Advocating an implicitly Millian position, Alice Paul believed that the Lochner Court's upgrading of liberty of contract to the status of a constitutional right was a certain path toward expanding married women's legal capacity to contract, which was still curtailed in many states by coverture. If women were going to provide for themselves and their families in these desperate times, Paul reasoned, they would have to be equally free to contract with employers for the number of hours they needed to work.

Paul's chief adversary, prominent social reformer Florence Kelley, opposed Lochner. Kelley argued that "liberty of contract" was increasingly a legal fiction that ignored the growing inequality of bargaining power between industrial capitalists and powerless laborers. She suggested that women, who at the time did not enjoy the protection of trade unions that men did, were especially vulnerable to maltreatment in the industrial workplace. Protective legislation for women would serve as a first step toward protective labor laws for all workers — and one day, perhaps, a more just economic system for the family and the nation as a whole.

While Paul believed strict equality between the sexes would best serve women's needs as individuals, Kelley maintained that Paul's insistence on "theoretical equality" would block the gains women were making in the industrial workplace, and perhaps those of men as well. In Paul's quest, Kelley saw a threat of subjecting women, along with men, to exploitation in the economy. Instead, Kelley and her allies argued for "specific bills for specific ills" — a legislative possibility that would become more likely once women won the franchise.

In her book Some Ethical Gains through Legislation, Kelley argued that industrialization had forced women and children into the workforce, offering them poor wages and reprehensible conditions and ultimately disrupting family life among the working class. Reminiscent of Wollstonecraft's prioritization of domestic life as the seedbed of public virtue, Kelley's writings asserted that children's nurturing and education ought not be sacrificed at the altar of the industrial marketplace.

True liberty of contract, she further contended, could only be built on a familial and communal substructure that took seriously the responsibilities that parents had to their children and that employers had to their employees. Recalling an older tradition, Kelley suggested that the Due Process Clause did not grant the Supreme Court authority to strike down statutes simply because the justices found them unwise — just as Justice John Marshall Harlan had argued in his Lochner dissent. Rather, it provided a procedural safeguard in favor of duly promulgated legislation on behalf of the common good.

To ensure her lobbying efforts in favor of state-based labor reforms would stick in Lochner's wake, Kelley acquired the legal assistance of future Supreme Court justice Louis Brandeis, who argued in support of maximum-hours laws for women at the High Court. Rendering an opinion that remains deeply controversial today, the Court in Muller v. Oregon upheld the women-protective labor law, distinguishing it from Lochner and vindicating Kelley's position. Following Brandeis's logic, the Court reasoned that maternity placed working women "at a disadvantage in the struggle for subsistence," and so legislation could licitly "compensate for some of the burdens which rest upon [them]." Then in 1917, this time with the legal aid of future justice Felix Frankfurter, Kelley's allies convinced the Court to uphold a maximum-hours law for men as well.

· · · · · · ·

**Required work:** Reproduce the section of the passage on Paul and Kelley from "To ensure her" up to and including "for men as well.".

**Dataset extract:**
· · · · · · ·

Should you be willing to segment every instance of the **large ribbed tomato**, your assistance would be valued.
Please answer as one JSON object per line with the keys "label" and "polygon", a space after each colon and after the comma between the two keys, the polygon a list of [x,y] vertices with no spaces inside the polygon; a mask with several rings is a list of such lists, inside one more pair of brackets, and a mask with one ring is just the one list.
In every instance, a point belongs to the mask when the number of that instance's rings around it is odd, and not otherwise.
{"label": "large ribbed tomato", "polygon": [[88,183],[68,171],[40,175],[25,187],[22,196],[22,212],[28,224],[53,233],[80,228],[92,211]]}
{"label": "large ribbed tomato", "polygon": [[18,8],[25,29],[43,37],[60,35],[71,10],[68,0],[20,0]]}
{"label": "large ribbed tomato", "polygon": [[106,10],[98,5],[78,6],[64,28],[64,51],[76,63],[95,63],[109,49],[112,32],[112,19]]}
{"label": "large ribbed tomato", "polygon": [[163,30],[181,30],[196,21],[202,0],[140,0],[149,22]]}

· · · · · · ·

**Answer section:**
To ensure her lobbying efforts in favor of state-based labor reforms would stick in Lochner's wake, Kelley acquired the legal assistance of future Supreme Court justice Louis Brandeis, who argued in support of maximum-hours laws for women at the High Court. Rendering an opinion that remains deeply controversial today, the Court in Muller v. Oregon upheld the women-protective labor law, distinguishing it from Lochner and vindicating Kelley's position. Following Brandeis's logic, the Court reasoned that maternity placed working women "at a disadvantage in the struggle for subsistence," and so legislation could licitly "compensate for some of the burdens which rest upon [them]." Then in 1917, this time with the legal aid of future justice Felix Frankfurter, Kelley's allies convinced the Court to uphold a maximum-hours law for men as well.